[Stored items from a collection]
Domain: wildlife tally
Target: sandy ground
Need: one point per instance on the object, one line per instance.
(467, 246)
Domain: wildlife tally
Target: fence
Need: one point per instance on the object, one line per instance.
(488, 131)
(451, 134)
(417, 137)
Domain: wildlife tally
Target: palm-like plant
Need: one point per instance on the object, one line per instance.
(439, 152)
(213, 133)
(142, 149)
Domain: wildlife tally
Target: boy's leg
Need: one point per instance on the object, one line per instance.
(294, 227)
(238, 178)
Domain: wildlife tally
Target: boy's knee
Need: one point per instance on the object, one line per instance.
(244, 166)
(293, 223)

* [REQUIRED ACTION]
Your reply should be one number: how many lines in the records contain "Target".

* [SOLUTION TO THIS TASK]
5